### Exercise brief
Count the rows below that contain the string "cube" with its case matched exactly. Reply with that number alone.

════════

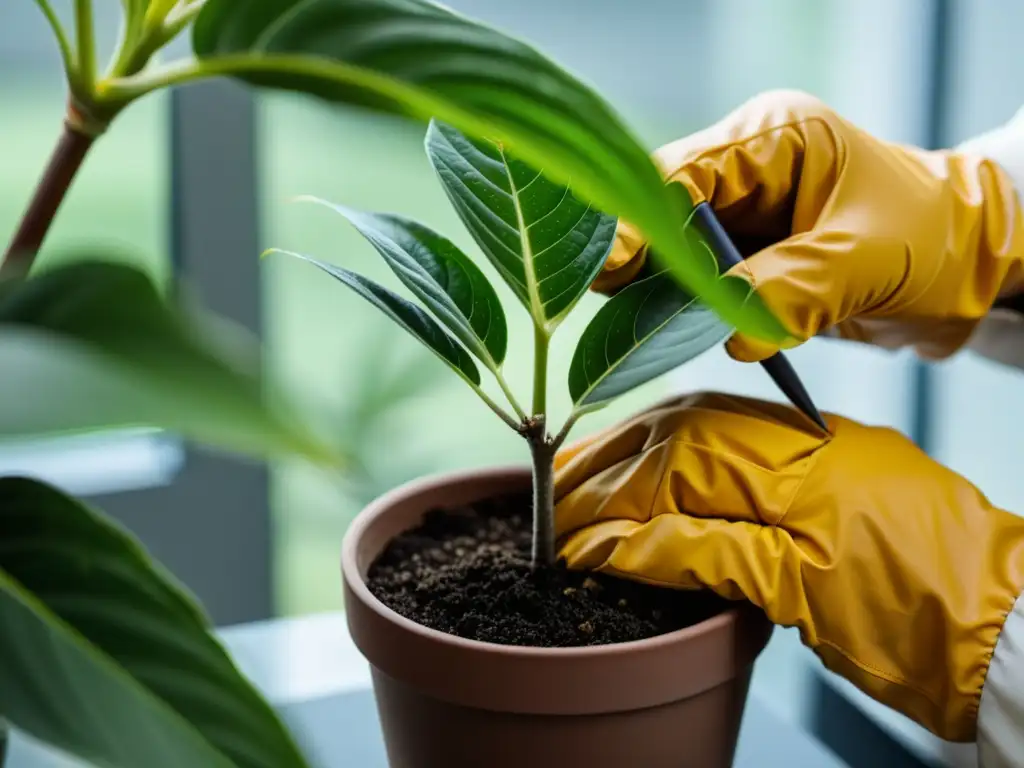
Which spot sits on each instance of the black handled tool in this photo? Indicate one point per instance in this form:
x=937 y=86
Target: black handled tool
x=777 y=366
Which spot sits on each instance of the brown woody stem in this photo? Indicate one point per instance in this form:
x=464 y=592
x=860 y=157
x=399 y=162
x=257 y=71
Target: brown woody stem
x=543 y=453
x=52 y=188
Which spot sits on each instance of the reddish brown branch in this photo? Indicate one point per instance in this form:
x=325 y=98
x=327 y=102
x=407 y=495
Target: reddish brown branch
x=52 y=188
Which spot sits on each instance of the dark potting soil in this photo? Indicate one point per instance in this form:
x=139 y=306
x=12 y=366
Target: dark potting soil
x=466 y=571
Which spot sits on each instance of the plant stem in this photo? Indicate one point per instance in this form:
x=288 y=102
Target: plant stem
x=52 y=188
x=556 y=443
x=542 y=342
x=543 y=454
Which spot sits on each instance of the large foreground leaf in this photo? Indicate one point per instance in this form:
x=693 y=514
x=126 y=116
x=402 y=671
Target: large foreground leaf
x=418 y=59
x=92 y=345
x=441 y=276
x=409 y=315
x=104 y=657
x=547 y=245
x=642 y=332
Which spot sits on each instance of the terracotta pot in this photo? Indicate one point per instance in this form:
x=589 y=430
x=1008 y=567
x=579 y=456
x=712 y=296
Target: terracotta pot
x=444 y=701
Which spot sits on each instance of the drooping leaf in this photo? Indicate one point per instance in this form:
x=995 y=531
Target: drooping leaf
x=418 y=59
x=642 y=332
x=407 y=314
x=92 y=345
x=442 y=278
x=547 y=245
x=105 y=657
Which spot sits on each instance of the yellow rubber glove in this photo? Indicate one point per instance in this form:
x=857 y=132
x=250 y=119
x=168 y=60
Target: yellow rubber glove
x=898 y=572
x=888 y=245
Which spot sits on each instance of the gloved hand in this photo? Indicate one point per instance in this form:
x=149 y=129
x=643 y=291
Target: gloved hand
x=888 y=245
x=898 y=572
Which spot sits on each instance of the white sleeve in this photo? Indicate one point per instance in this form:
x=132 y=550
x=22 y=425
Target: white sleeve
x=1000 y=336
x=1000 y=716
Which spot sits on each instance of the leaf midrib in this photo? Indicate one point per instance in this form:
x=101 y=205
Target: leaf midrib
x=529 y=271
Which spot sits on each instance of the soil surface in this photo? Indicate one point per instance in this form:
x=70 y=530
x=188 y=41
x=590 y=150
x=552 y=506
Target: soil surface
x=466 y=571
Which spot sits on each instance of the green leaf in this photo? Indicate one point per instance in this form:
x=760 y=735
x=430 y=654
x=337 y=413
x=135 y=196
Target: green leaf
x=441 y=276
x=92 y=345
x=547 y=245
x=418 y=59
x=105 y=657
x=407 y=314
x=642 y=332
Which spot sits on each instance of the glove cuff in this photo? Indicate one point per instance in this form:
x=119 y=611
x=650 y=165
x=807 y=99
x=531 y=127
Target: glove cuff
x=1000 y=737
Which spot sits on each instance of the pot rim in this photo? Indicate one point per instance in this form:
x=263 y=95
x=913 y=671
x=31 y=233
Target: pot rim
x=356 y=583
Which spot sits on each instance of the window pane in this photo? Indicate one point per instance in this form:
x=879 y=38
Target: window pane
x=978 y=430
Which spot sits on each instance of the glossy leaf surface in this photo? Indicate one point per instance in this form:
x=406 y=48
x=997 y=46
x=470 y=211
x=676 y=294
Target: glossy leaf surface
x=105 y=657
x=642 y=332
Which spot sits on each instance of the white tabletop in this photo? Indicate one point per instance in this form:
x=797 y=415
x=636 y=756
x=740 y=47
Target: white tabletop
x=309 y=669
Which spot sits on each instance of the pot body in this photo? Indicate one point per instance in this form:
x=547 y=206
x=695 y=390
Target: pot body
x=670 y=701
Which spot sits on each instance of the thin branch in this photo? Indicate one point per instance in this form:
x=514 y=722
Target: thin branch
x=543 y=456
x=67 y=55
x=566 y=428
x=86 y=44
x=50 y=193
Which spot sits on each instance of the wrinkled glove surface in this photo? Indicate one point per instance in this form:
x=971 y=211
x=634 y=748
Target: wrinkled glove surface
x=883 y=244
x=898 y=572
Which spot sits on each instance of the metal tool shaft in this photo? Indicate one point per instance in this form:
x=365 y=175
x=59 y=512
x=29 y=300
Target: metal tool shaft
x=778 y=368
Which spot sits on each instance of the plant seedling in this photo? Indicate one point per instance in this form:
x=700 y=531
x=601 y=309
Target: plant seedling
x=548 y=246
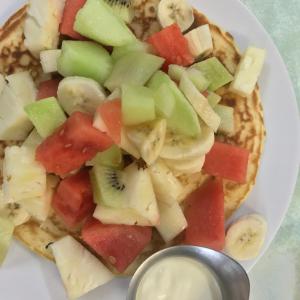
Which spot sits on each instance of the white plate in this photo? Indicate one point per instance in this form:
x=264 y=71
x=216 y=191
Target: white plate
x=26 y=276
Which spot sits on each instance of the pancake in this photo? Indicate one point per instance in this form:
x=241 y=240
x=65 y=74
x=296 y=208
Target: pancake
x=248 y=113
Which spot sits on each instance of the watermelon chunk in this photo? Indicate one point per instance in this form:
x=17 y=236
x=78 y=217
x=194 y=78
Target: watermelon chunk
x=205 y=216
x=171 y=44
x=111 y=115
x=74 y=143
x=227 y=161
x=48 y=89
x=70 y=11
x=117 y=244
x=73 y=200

════════

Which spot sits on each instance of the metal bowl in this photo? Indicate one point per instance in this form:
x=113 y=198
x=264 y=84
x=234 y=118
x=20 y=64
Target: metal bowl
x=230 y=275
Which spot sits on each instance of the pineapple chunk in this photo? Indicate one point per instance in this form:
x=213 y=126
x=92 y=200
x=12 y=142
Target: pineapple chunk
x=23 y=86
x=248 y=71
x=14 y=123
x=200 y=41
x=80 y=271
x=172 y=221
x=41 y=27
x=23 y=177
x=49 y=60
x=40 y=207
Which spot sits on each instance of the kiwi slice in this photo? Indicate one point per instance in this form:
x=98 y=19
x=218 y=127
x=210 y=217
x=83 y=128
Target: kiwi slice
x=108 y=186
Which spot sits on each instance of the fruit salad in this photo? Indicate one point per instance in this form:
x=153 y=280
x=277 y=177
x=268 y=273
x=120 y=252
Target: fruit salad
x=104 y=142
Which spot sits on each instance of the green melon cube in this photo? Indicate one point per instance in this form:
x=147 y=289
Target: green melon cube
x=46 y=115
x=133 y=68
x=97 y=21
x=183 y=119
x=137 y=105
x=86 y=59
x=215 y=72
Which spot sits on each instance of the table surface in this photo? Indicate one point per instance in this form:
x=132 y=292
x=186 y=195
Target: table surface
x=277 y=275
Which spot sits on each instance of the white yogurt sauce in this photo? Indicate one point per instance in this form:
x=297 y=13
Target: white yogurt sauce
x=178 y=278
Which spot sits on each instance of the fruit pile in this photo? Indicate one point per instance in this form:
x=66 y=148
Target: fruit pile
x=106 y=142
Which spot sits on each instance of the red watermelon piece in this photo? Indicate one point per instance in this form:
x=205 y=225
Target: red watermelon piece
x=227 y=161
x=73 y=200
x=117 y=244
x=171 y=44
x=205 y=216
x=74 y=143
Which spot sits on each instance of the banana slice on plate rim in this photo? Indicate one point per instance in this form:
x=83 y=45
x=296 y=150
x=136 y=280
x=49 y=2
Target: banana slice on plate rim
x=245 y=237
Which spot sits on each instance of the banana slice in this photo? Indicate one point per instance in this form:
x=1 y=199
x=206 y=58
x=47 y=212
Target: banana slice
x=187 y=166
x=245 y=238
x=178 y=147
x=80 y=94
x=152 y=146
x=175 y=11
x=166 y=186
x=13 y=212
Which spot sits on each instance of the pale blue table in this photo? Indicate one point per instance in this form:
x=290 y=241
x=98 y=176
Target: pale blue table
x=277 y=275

════════

### Problem solution
2